Stored items
*** Begin section ***
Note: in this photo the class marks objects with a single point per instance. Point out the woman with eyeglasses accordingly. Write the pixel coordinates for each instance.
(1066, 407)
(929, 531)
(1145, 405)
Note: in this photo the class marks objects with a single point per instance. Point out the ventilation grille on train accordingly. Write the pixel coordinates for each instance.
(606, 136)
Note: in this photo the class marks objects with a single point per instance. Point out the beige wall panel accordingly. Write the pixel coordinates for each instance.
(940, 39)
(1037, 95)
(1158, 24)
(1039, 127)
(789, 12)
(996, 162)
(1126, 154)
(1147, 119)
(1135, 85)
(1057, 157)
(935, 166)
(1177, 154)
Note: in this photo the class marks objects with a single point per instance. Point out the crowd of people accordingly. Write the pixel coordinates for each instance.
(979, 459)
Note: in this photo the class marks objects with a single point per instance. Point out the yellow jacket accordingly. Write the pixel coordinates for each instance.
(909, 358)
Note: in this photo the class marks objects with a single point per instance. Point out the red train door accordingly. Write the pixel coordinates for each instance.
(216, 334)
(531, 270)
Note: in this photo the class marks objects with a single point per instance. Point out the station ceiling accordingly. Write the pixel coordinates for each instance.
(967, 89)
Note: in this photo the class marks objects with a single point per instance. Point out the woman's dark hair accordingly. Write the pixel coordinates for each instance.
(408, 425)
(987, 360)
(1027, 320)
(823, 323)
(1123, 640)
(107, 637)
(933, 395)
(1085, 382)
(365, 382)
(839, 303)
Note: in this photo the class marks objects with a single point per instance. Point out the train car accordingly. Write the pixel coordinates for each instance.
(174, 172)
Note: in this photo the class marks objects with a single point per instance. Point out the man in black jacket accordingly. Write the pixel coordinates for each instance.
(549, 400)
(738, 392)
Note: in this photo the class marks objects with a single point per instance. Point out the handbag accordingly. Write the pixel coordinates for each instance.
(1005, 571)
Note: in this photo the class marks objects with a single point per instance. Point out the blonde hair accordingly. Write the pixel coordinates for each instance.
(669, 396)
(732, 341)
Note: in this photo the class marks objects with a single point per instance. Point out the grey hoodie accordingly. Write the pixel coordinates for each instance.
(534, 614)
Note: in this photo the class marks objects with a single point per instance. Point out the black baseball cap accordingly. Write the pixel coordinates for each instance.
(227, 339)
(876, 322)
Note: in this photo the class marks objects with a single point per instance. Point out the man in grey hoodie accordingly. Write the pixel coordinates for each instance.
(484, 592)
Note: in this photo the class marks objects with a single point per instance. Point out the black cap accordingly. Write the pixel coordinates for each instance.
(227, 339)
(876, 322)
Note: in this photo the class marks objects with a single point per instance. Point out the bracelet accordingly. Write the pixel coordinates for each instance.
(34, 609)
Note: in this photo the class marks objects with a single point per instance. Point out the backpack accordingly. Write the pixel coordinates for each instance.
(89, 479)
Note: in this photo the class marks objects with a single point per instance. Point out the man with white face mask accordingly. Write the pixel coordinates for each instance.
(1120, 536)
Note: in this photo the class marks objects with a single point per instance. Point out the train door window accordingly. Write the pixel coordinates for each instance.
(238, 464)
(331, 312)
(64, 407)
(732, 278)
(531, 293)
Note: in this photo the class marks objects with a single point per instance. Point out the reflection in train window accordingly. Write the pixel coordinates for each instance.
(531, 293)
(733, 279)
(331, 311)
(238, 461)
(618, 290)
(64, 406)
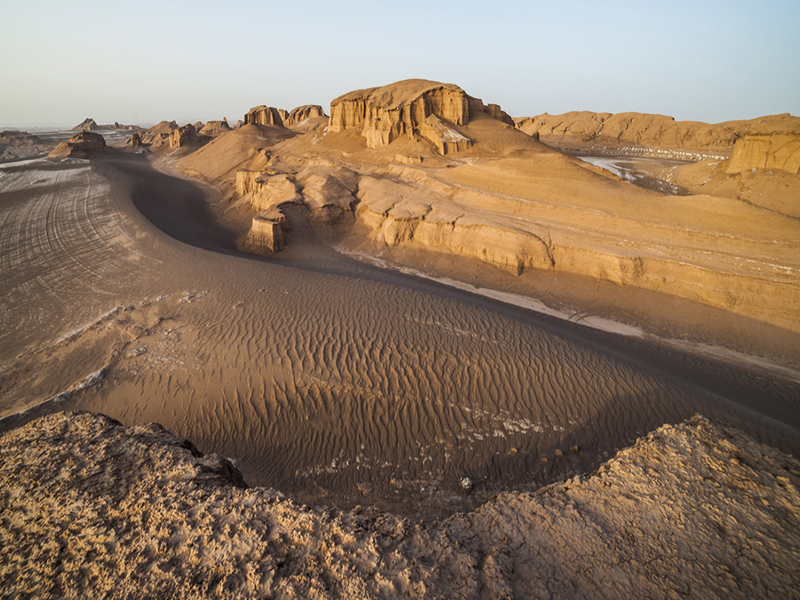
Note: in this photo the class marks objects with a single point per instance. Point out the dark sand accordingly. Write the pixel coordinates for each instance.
(332, 380)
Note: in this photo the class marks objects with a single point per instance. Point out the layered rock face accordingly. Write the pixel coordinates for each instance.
*** End section ***
• [WORK INSTRUCTION] From the first line to the last, copy the records exactly and skip the pictures.

• [RESPONSE TO THIS TASK]
Note: in this photo the class marks objects with a single point per instance. Point out the woman with eyeglasses accordingly. Write the pixel coordinates for each instance.
(1066, 407)
(929, 531)
(1145, 405)
Note: in this photo the class marks objects with a single point per instance. Point out the ventilation grille on train accordingly. Write the pixel coordinates for each instance.
(606, 136)
Note: in this photo the class marks objects with a single point per instance. Point out the beige wall panel accordingly. Write the pixel coordinates for each instance.
(940, 39)
(1037, 95)
(1158, 24)
(1039, 127)
(789, 12)
(996, 162)
(1126, 154)
(1147, 119)
(1135, 85)
(1057, 157)
(935, 166)
(1177, 154)
Note: in this photo the class marks objects with a single point per instance. Point out the crowd of people accordingly. Write the pixel coordinates for each instance.
(979, 459)
Note: in this photo the class marks objects with a single point per instance. Point out the yellow jacket accordingly. Write the pixel coordinates for each instance.
(909, 358)
Note: in this photo the class marks objects with a single point per instance. Point out the red train door accordingly. Write the pixel coordinates for each instance.
(216, 334)
(531, 270)
Note: in this photo the class marks objects with a single point per instance. Point out the station ceiling accordingly. Write the pixel coordinates for each instance.
(967, 89)
Note: in this photo the class marks objects with a single point per instance. Point out the woman's dark hair accordingly. Write the pixel coordinates for each instance.
(408, 425)
(987, 360)
(1027, 320)
(823, 323)
(1123, 640)
(107, 637)
(933, 395)
(1085, 382)
(365, 382)
(839, 303)
Note: in this photo the class marks objects with a single point per instance. Point out the train car accordingly. Write the pixel coordinates for each instance.
(174, 172)
Note: in this photo the class marks objects with a single point per instance. Point out the man in black jacket accordingly. Write the pixel coordinates for each instance.
(549, 400)
(738, 392)
Note: in this photo the class marks objects with a single point per instance. Point out the handbag accordingly. Write the pixel coordinates for each instance.
(1005, 571)
Note: in this photo the class marks objects with a single point per instance. Point out the blonde hair accordingly. Write the pixel coordinates for each instance.
(669, 396)
(732, 341)
Note: in this photo the class marks objects with a single point per instance. Point out the grey hoodie accordingly. Write the pixel coordinates for each instance.
(534, 614)
Note: in this photo the class marks objects with a single point per instance. Point out the black baseball cap accordingly. Write the pixel coordinates for each instance.
(227, 339)
(876, 322)
Note: in this photo the class marks objects with a single point per instance. Point out the man in grey hoodie accordingly. Write the pixel coordinates for each instance.
(484, 592)
Note: in this photo the class marks objects with a single point per instance. Point out the black cap accordingly. Write the pixel coordinates for each instance.
(227, 339)
(876, 322)
Note: in this photo the class marks objects with a single point per instance. Point out the bracelet accordingly. Write the pixel coordinates for each instance.
(34, 609)
Note: in this photo the class marks objects with a single point per instance. Point out the backpack accordingly. Write the pixel coordinates for each instance.
(89, 479)
Note: in this photo the class marks objects with a single point per instance. Point out the man with white face mask accordingly. Write the pixel coordinates for each instance.
(1120, 536)
Note: in this photo the class marks objects with a single point per instance. Point out the train door window accordingly. Write the pixel coordinates for each instance.
(238, 464)
(331, 312)
(64, 407)
(732, 278)
(531, 293)
Note: in this photo the class marks objects with a single point per instance. Point out the reflection in train window accordingly. Write the pixel coordinates for each instance.
(531, 293)
(733, 279)
(331, 311)
(238, 461)
(618, 290)
(64, 406)
Note: in this photo the class marks objects with a single point per instance. Point out the dark sand accordingly. Write the pixel coordinates for each instance.
(332, 380)
Note: in this photo the class marks objects with a single point per instance. Point out the layered rock face accordingly. Write the pixel coordinates for each instance.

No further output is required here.